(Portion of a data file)
-- begin --
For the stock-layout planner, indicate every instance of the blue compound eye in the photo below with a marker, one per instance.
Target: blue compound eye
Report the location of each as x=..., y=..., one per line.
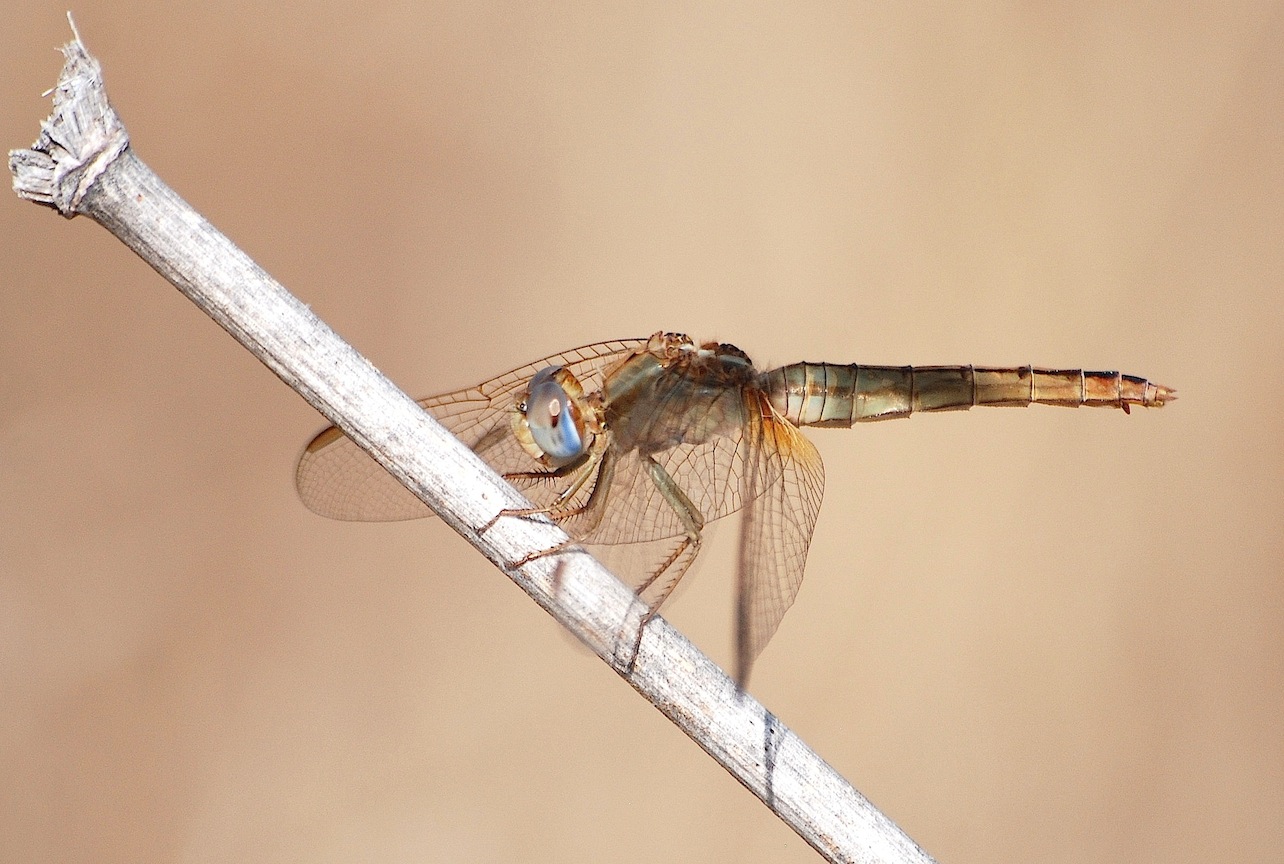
x=554, y=419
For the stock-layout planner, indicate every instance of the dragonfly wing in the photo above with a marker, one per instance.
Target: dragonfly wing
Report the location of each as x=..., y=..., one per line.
x=783, y=482
x=337, y=479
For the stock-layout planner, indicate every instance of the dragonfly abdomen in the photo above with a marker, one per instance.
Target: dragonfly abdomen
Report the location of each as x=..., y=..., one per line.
x=827, y=394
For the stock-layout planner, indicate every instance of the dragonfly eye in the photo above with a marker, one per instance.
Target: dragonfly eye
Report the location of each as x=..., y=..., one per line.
x=554, y=417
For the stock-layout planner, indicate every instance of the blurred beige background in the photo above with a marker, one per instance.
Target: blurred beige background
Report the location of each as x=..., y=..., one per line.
x=1041, y=634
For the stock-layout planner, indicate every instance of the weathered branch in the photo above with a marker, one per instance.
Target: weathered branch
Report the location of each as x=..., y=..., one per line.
x=82, y=164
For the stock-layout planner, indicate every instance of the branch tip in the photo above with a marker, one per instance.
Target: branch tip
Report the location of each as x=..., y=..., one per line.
x=78, y=140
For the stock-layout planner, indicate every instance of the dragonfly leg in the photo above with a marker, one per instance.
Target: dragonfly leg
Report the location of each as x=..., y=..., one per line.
x=559, y=509
x=659, y=586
-- end --
**EXERCISE DESCRIPTION:** Please rescale the rows starting at the line that contains "the dragonfly wing" and ending at the line that contains "x=827, y=394", writing out every line in that span with the requests included and each x and y coordinate in the answers multiplied by 0.35 and rounded to a whole number, halves up. Return only those lines.

**ANSWER TO THIS TASK:**
For the stock-layout planner, indicate every instance of the dragonfly wing in the photo above with a marker, one per instance.
Target: dragonfly wing
Report the location of each as x=..., y=..., one per line.
x=274, y=169
x=118, y=168
For the stock-layout planner, indicate every instance of the dragonfly abdomen in the photo above with a marker, one per instance.
Target: dragonfly abdomen
Report the location of each as x=..., y=..., one per line.
x=289, y=138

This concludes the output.